• STATED PROBLEM: Can you render every line of the records below as a JSON list of strings, one string per line, with blank lines dropped and the pictures left out?

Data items
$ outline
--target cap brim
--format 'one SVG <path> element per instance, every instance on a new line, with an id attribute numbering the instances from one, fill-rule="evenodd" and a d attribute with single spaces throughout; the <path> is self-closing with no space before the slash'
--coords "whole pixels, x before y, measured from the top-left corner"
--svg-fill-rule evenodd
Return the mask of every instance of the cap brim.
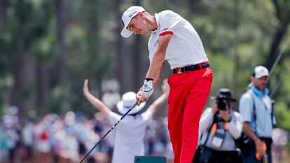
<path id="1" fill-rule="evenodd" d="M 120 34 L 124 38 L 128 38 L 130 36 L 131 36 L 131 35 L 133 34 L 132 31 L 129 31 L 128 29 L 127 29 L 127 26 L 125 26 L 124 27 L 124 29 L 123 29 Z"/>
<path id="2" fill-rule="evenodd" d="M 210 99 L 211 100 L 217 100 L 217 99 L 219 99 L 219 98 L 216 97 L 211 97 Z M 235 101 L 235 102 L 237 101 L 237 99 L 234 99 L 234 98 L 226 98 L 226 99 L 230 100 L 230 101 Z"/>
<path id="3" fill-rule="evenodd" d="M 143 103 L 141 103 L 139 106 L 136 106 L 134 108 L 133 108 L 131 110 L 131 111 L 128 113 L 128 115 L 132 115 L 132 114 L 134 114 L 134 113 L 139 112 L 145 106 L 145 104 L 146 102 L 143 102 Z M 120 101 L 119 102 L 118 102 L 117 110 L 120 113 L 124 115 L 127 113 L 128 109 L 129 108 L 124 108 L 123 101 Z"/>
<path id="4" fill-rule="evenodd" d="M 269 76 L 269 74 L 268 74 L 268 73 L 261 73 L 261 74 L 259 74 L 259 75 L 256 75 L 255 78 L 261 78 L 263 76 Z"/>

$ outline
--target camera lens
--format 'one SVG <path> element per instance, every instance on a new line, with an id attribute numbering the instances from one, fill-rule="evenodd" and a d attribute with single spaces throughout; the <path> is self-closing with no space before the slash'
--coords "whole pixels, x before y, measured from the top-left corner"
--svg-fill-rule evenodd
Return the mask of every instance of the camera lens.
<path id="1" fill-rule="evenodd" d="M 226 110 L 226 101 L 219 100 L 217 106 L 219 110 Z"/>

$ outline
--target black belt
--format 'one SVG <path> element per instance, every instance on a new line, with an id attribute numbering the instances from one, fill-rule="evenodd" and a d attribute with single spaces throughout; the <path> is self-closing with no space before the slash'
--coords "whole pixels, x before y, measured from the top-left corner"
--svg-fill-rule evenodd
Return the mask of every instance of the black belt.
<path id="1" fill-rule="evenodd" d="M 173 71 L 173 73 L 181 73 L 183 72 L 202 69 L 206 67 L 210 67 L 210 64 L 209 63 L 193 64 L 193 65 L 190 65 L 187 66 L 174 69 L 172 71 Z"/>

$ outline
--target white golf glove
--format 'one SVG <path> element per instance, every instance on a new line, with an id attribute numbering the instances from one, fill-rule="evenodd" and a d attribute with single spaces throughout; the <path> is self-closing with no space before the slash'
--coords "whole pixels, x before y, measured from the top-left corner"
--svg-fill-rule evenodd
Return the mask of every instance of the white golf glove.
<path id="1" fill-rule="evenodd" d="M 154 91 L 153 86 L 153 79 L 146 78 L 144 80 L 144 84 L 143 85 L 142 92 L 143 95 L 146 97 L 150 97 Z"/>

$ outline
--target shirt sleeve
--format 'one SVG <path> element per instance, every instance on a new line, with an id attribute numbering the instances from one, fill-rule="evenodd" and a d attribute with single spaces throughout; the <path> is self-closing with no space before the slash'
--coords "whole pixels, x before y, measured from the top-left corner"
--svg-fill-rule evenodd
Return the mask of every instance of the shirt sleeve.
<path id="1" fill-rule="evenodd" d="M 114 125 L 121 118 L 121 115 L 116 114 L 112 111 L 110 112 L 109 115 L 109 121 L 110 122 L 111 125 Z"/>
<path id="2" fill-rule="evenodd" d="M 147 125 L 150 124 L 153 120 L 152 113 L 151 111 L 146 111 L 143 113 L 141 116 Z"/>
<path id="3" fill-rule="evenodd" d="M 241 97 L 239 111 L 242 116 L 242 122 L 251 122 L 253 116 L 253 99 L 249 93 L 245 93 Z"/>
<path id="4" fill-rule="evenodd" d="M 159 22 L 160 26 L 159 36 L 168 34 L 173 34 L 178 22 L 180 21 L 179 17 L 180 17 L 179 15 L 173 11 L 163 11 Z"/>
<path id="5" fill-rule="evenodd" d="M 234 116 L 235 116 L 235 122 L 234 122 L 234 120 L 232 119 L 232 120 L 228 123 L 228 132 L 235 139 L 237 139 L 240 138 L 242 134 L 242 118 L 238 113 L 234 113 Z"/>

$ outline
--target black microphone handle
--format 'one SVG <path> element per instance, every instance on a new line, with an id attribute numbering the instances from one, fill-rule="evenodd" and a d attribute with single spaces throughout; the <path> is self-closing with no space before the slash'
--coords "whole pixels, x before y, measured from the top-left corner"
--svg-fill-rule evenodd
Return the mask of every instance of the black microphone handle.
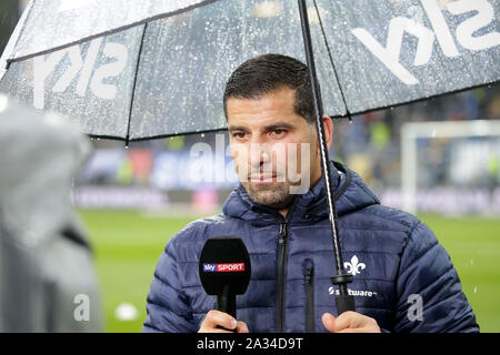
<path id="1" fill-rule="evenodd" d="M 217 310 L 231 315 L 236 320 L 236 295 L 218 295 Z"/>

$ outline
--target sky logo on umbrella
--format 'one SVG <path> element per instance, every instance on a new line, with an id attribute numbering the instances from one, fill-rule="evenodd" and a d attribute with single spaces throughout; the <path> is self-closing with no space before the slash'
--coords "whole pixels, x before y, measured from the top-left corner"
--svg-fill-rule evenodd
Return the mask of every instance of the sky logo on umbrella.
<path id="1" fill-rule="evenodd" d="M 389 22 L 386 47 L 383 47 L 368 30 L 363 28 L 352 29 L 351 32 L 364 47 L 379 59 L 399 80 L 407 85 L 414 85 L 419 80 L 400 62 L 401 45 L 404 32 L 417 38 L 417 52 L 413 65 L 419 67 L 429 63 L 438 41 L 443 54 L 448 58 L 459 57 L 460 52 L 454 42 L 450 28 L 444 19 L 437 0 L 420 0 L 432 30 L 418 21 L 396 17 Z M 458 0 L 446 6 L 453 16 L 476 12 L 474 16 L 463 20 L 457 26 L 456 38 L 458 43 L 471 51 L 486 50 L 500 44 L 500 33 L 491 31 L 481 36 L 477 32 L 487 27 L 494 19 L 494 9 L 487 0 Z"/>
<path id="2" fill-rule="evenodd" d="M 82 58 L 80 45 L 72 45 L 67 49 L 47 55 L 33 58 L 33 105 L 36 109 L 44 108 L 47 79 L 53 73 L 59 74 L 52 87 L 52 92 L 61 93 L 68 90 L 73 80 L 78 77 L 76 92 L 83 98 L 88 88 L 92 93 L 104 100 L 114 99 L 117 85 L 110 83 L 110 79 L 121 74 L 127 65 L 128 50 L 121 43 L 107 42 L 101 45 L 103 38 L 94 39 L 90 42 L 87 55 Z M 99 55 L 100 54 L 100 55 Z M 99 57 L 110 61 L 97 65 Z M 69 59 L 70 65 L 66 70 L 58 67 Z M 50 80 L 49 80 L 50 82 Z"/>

• THE SOLUTION:
[
  "$ outline",
  "--target cap brim",
  "--format 'one SVG <path> element per instance, every instance on a new line, with an id attribute numbering the instances from one, fill-rule=\"evenodd\" and a d attribute with single spaces throughout; the <path> is self-closing with no space before the slash'",
  "--coords \"whole pixels, x before y, measured from the top-left corner\"",
  "--svg-fill-rule evenodd",
  "Return the mask of every instance of the cap brim.",
  "<path id=\"1\" fill-rule=\"evenodd\" d=\"M 120 34 L 124 38 L 128 38 L 130 36 L 131 36 L 131 35 L 133 34 L 132 31 L 129 31 L 128 29 L 127 29 L 127 26 L 125 26 L 124 27 L 124 29 L 123 29 Z\"/>",
  "<path id=\"2\" fill-rule=\"evenodd\" d=\"M 210 99 L 211 100 L 217 100 L 217 99 L 219 99 L 219 98 L 216 97 L 211 97 Z M 235 101 L 235 102 L 237 101 L 237 99 L 234 99 L 234 98 L 226 98 L 226 99 L 230 100 L 230 101 Z\"/>",
  "<path id=\"3\" fill-rule=\"evenodd\" d=\"M 143 103 L 141 103 L 139 106 L 136 106 L 134 108 L 133 108 L 131 110 L 131 111 L 128 113 L 128 115 L 132 115 L 132 114 L 134 114 L 134 113 L 139 112 L 145 106 L 145 104 L 146 102 L 143 102 Z M 120 101 L 119 102 L 118 102 L 117 110 L 120 113 L 124 115 L 127 113 L 128 109 L 129 108 L 124 108 L 123 101 Z\"/>",
  "<path id=\"4\" fill-rule=\"evenodd\" d=\"M 269 76 L 269 74 L 268 74 L 268 73 L 261 73 L 261 74 L 259 74 L 259 75 L 256 75 L 255 78 L 261 78 L 263 76 Z\"/>",
  "$ outline",
  "--target camera lens",
  "--format 'one SVG <path> element per instance, every instance on a new line, with an id attribute numbering the instances from one, fill-rule=\"evenodd\" and a d attribute with single spaces throughout; the <path> is self-closing with no space before the slash'",
  "--coords \"whole pixels, x before y, measured from the top-left corner\"",
  "--svg-fill-rule evenodd",
  "Return the mask of every instance of the camera lens.",
  "<path id=\"1\" fill-rule=\"evenodd\" d=\"M 226 110 L 226 101 L 219 100 L 217 106 L 219 110 Z\"/>",
  "$ outline",
  "--target black belt",
  "--format 'one SVG <path> element per instance, every instance on a new line, with an id attribute numbering the instances from one, fill-rule=\"evenodd\" and a d attribute with single spaces throughout; the <path> is self-closing with no space before the slash'",
  "--coords \"whole pixels, x before y, measured from the top-left corner\"",
  "--svg-fill-rule evenodd",
  "Return the mask of every instance of the black belt.",
  "<path id=\"1\" fill-rule=\"evenodd\" d=\"M 173 71 L 173 73 L 181 73 L 183 72 L 202 69 L 206 67 L 210 67 L 210 64 L 209 63 L 193 64 L 193 65 L 190 65 L 187 66 L 174 69 L 172 71 Z\"/>",
  "$ outline",
  "--target white golf glove",
  "--format 'one SVG <path> element per instance, every instance on a new line, with an id attribute numbering the instances from one, fill-rule=\"evenodd\" and a d attribute with single spaces throughout; the <path> is self-closing with no space before the slash'",
  "--coords \"whole pixels, x before y, measured from the top-left corner\"",
  "--svg-fill-rule evenodd",
  "Return the mask of every instance of the white golf glove.",
  "<path id=\"1\" fill-rule=\"evenodd\" d=\"M 154 91 L 153 86 L 153 79 L 146 78 L 144 80 L 144 84 L 143 85 L 142 92 L 143 95 L 146 97 L 150 97 Z\"/>",
  "$ outline",
  "--target shirt sleeve",
  "--format 'one SVG <path> element per instance, every instance on a new line, with an id attribute numbering the instances from one, fill-rule=\"evenodd\" and a d attribute with single spaces throughout; the <path> is self-closing with no space before the slash'",
  "--coords \"whole pixels, x before y, measured from the top-left corner\"",
  "--svg-fill-rule evenodd",
  "Return the mask of every instance of the shirt sleeve.",
  "<path id=\"1\" fill-rule=\"evenodd\" d=\"M 114 125 L 121 118 L 121 115 L 116 114 L 112 111 L 110 112 L 109 115 L 109 121 L 110 122 L 111 125 Z\"/>",
  "<path id=\"2\" fill-rule=\"evenodd\" d=\"M 147 125 L 150 124 L 153 120 L 152 113 L 151 111 L 146 111 L 143 113 L 141 116 Z\"/>",
  "<path id=\"3\" fill-rule=\"evenodd\" d=\"M 241 97 L 239 111 L 242 116 L 242 122 L 251 122 L 253 116 L 253 99 L 249 93 L 245 93 Z\"/>",
  "<path id=\"4\" fill-rule=\"evenodd\" d=\"M 159 22 L 160 26 L 159 36 L 168 34 L 173 34 L 178 22 L 180 21 L 179 17 L 180 17 L 179 15 L 173 11 L 163 11 Z\"/>",
  "<path id=\"5\" fill-rule=\"evenodd\" d=\"M 234 116 L 235 116 L 235 122 L 234 122 L 234 120 L 232 119 L 232 120 L 228 123 L 228 132 L 235 139 L 237 139 L 240 138 L 242 134 L 242 118 L 238 113 L 234 113 Z\"/>",
  "$ outline",
  "--target black microphone handle",
  "--format 'one SVG <path> element per instance, every instance on a new line, with an id attribute numbering the instances from one, fill-rule=\"evenodd\" and a d attribute with single spaces throughout; the <path> is self-closing with no space before the slash'",
  "--coords \"whole pixels, x before y, measured from the top-left corner\"",
  "--svg-fill-rule evenodd",
  "Return the mask of every instance of the black microphone handle.",
  "<path id=\"1\" fill-rule=\"evenodd\" d=\"M 217 310 L 231 315 L 236 320 L 236 295 L 218 295 Z\"/>",
  "$ outline",
  "--target sky logo on umbrella",
  "--format 'one SVG <path> element per instance, every instance on a new line, with an id attribute numbering the instances from one, fill-rule=\"evenodd\" and a d attribute with single spaces throughout; the <path> is self-closing with no space before the slash'",
  "--coords \"whole pixels, x before y, measured from the top-left corner\"",
  "--svg-fill-rule evenodd",
  "Return the mask of every instance of the sky logo on umbrella.",
  "<path id=\"1\" fill-rule=\"evenodd\" d=\"M 389 22 L 386 47 L 383 47 L 368 30 L 363 28 L 352 29 L 351 32 L 364 47 L 379 59 L 399 80 L 407 85 L 414 85 L 419 80 L 400 62 L 401 45 L 404 32 L 417 38 L 417 52 L 413 65 L 419 67 L 429 63 L 438 41 L 443 54 L 448 58 L 459 57 L 460 52 L 454 42 L 450 28 L 444 19 L 437 0 L 420 0 L 432 30 L 418 21 L 396 17 Z M 458 0 L 446 6 L 453 16 L 476 12 L 474 16 L 463 20 L 457 26 L 456 38 L 458 43 L 471 51 L 486 50 L 500 44 L 500 33 L 491 31 L 481 36 L 477 32 L 487 27 L 494 19 L 494 9 L 487 0 Z\"/>",
  "<path id=\"2\" fill-rule=\"evenodd\" d=\"M 82 58 L 80 45 L 72 45 L 67 49 L 47 55 L 33 58 L 33 105 L 36 109 L 44 108 L 47 79 L 53 73 L 59 74 L 52 87 L 52 92 L 61 93 L 68 90 L 73 80 L 78 77 L 76 92 L 83 98 L 88 88 L 92 93 L 104 100 L 114 99 L 117 85 L 110 83 L 110 79 L 121 74 L 127 65 L 128 50 L 121 43 L 107 42 L 101 45 L 103 38 L 94 39 L 90 42 L 87 55 Z M 99 55 L 100 54 L 100 55 Z M 99 57 L 110 61 L 97 65 Z M 69 59 L 70 65 L 66 70 L 58 67 Z M 50 80 L 49 80 L 50 82 Z\"/>"
]